Trecho:

-.-.-

Quando volta ao Brasil, alguns anos depois se muda para Belo Horizonte, onde cursa a faculdade de Direito da UFMG, e em seguida volta para a Europa para concluir sua formação. Passa o 1968 em Praga, onde testemunha as revoluções sociais, e entre idas e vindas volta a viver no Rio de Janeiro em 1977, quando se torna professor da Escola de Comunicação da UFRJ, onde permanece até 1990. Antes disso, também trabalhou na Petrobras e na Justiça do Trabalho. Depois, se dedica exclusivamente à literatura, contribuindo para os principais jornais do País (inclusive o Estadão).

Além das influências literárias, Sant’Anna sempre colocou em sua obra elementos de artes plásticas e do teatro, presença que ele justificava como provocadora dos sentidos sem a tentação da imitação que os escritores provocavam. Quadros frequentemente se tornavam o ponto de partida de textos, seja pelo tema, seja pelo ambiente. Um de seus ídolos era Marcel Duchamp, e mais recentemente ele adorou a exposição do artista chinês Li Zhang Yang, no CCBB do Rio.

-.-.-

Tarefa 1:
Transcreva o trecho sobre Sant’Anna entre "Quando volta ao" e "(inclusive o Estadão).", inclusive.
Tarefa 2:
Liste todas as cidades mencionadas no trecho sobre Sant’Anna.

-.-.-

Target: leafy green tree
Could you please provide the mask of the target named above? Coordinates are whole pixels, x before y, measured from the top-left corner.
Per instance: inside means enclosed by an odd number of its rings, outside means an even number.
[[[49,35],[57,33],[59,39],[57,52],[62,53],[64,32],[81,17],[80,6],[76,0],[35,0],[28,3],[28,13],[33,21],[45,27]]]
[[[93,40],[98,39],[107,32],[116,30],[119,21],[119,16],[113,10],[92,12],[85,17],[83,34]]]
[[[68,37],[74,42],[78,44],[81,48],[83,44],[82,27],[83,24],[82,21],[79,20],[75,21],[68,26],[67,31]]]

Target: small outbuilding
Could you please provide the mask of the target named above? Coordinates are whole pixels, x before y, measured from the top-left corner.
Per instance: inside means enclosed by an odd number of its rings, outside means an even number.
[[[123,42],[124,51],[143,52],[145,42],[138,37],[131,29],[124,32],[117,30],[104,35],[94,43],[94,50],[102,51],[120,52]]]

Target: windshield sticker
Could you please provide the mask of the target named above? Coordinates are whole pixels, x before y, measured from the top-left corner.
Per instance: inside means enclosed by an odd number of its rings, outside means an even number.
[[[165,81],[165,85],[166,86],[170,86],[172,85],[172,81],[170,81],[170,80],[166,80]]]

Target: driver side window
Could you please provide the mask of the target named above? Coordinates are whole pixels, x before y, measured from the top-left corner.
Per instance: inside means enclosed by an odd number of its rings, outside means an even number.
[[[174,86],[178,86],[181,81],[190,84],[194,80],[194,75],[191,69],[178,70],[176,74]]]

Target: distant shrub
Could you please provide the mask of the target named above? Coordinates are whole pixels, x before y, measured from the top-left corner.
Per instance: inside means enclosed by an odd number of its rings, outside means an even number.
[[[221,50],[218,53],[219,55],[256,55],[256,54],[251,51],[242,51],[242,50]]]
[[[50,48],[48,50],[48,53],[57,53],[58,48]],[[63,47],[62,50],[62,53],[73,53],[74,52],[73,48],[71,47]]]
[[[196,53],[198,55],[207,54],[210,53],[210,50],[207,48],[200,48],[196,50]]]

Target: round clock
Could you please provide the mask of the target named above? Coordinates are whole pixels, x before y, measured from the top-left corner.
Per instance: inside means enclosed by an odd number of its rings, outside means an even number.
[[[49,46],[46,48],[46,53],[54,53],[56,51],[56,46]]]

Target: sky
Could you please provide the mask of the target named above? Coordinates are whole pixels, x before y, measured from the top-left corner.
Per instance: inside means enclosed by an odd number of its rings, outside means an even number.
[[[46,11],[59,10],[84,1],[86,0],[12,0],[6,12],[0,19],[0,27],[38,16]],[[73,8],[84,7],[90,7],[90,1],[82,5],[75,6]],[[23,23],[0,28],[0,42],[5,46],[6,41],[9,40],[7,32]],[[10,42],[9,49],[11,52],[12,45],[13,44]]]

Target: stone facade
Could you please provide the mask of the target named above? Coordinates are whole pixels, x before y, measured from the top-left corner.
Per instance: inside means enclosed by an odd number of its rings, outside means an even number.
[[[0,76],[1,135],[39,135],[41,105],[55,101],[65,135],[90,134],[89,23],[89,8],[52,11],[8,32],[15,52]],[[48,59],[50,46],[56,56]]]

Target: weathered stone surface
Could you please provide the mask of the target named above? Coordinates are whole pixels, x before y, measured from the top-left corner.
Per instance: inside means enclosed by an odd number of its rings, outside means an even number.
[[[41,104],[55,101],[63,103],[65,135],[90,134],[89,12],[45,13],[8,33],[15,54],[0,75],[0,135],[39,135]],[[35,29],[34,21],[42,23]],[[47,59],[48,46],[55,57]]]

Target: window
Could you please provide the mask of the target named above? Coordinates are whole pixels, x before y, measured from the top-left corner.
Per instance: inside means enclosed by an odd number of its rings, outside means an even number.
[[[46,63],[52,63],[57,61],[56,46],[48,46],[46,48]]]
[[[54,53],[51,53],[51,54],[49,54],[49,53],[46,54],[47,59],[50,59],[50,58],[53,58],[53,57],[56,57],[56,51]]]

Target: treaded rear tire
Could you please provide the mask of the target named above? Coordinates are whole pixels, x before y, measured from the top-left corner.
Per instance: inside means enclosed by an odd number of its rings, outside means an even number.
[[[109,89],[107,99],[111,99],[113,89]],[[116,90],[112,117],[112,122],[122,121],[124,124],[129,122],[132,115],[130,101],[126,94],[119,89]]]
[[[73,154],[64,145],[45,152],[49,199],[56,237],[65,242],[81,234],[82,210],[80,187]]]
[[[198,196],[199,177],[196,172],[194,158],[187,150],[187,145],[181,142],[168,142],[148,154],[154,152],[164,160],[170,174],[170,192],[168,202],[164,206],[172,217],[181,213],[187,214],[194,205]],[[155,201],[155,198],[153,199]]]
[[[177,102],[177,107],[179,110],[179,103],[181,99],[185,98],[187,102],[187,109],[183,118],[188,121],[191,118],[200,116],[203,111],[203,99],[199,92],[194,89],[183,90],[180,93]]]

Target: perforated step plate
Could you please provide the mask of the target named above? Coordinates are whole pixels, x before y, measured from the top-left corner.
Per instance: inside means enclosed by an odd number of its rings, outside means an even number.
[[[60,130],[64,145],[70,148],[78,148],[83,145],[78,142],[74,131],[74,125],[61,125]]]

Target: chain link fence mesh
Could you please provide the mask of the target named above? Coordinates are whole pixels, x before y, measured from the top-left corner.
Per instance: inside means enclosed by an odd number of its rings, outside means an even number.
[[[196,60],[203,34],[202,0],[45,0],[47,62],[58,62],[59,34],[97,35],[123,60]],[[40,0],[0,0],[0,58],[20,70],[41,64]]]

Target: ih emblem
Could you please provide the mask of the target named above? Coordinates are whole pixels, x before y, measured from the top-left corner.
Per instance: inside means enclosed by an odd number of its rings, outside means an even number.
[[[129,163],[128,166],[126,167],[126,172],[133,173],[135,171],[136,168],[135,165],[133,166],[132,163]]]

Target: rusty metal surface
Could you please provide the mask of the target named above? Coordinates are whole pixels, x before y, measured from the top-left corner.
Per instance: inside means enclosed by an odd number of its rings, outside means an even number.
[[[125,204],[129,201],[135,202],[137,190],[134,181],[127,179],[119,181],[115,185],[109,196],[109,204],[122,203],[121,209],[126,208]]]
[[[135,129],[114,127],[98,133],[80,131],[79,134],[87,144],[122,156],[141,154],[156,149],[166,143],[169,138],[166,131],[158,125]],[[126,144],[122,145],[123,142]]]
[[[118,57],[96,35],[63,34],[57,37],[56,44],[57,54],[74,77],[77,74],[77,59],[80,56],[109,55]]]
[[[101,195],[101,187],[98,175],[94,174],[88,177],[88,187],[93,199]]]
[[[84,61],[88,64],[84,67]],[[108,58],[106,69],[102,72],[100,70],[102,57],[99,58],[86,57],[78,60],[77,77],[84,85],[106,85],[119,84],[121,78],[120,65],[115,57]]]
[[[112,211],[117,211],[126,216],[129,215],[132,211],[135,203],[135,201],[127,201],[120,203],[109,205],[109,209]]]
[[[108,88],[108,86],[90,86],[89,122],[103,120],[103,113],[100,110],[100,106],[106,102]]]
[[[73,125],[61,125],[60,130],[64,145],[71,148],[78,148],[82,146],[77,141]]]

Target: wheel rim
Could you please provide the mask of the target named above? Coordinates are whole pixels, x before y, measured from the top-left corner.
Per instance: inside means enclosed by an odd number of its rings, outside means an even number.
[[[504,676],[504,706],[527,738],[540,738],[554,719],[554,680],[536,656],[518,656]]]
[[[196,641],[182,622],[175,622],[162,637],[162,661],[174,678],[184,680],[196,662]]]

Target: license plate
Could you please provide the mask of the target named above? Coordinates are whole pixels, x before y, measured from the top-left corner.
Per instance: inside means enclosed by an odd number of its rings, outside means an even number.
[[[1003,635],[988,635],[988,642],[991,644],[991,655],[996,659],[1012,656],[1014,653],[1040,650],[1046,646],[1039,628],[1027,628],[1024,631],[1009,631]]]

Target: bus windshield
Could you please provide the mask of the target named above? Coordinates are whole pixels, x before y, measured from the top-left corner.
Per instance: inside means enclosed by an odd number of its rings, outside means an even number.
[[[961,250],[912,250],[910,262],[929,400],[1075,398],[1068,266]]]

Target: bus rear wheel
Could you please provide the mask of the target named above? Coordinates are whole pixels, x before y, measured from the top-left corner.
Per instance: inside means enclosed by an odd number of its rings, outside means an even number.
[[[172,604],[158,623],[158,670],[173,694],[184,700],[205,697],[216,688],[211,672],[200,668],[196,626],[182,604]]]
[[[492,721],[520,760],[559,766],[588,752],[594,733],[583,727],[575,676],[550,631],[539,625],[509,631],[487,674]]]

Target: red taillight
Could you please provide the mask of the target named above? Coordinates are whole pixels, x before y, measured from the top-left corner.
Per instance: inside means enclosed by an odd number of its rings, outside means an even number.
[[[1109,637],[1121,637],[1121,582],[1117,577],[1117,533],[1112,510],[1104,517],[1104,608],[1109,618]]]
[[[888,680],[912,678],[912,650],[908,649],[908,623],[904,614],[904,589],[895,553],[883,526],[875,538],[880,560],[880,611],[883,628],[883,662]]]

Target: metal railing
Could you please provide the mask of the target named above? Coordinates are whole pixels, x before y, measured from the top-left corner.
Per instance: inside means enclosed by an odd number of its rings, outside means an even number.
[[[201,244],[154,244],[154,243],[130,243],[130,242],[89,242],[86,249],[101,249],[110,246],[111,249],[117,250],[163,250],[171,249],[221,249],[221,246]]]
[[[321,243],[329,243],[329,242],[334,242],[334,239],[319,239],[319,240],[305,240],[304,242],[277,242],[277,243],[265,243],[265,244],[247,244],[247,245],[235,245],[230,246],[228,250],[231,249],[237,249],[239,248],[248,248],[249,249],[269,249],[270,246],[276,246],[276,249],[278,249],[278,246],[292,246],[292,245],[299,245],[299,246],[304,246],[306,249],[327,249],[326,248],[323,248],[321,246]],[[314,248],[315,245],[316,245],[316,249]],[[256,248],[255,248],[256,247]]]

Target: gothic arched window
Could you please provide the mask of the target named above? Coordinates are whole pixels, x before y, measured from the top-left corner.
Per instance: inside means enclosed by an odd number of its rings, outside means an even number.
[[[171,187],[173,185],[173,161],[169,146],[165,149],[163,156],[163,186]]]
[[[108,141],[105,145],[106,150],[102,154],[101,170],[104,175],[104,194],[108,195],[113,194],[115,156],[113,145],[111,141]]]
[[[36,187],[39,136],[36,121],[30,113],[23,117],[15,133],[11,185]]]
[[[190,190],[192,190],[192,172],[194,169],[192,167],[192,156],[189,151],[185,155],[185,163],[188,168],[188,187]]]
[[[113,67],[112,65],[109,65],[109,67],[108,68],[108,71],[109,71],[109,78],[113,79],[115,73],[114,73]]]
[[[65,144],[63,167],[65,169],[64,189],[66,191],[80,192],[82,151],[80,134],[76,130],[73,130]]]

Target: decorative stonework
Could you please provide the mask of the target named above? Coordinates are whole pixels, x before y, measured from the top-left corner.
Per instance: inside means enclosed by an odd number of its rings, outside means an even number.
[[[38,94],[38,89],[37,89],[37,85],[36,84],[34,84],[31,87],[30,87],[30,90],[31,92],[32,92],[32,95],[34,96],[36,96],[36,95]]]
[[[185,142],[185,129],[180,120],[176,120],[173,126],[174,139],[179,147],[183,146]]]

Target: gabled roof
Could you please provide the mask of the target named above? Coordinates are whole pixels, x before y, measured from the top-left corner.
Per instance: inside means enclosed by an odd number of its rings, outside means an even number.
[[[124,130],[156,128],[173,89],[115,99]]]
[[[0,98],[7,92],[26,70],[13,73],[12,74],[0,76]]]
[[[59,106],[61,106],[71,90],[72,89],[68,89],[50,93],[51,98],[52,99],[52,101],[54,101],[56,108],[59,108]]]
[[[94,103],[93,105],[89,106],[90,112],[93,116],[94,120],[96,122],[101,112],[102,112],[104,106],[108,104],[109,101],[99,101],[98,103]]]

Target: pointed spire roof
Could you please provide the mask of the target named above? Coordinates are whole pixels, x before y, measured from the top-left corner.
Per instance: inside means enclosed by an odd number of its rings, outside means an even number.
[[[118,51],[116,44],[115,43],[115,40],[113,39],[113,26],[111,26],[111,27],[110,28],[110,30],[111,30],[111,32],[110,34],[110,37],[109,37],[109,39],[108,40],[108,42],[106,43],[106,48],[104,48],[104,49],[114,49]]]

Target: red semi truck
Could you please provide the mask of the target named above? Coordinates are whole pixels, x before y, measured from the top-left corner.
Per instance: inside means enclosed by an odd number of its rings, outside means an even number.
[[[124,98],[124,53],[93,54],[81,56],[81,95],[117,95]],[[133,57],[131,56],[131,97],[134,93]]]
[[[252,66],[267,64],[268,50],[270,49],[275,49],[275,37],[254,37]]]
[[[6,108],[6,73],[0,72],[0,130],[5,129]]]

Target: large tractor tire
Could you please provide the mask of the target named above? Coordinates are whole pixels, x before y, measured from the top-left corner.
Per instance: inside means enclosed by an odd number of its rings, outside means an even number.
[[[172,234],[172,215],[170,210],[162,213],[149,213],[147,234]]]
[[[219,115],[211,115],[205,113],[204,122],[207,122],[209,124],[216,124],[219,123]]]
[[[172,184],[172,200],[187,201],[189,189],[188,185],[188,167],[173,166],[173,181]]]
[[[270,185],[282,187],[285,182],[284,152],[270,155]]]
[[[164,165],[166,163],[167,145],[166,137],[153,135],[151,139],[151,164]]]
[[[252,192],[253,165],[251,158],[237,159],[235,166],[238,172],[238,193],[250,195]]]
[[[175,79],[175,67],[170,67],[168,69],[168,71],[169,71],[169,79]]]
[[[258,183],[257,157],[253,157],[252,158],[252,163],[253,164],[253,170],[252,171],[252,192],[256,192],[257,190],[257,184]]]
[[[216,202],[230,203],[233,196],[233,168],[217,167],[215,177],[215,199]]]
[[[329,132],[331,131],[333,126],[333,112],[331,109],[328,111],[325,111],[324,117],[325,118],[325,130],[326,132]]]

-.-.-

Resposta 1:
Quando volta ao Brasil, alguns anos depois se muda para Belo Horizonte, onde cursa a faculdade de Direito da UFMG, e em seguida volta para a Europa para concluir sua formação. Passa o 1968 em Praga, onde testemunha as revoluções sociais, e entre idas e vindas volta a viver no Rio de Janeiro em 1977, quando se torna professor da Escola de Comunicação da UFRJ, onde permanece até 1990. Antes disso, também trabalhou na Petrobras e na Justiça do Trabalho. Depois, se dedica exclusivamente à literatura, contribuindo para os principais jornais do País (inclusive o Estadão).

Resposta 2:
Belo Horizonte
Praga
Rio de Janeiro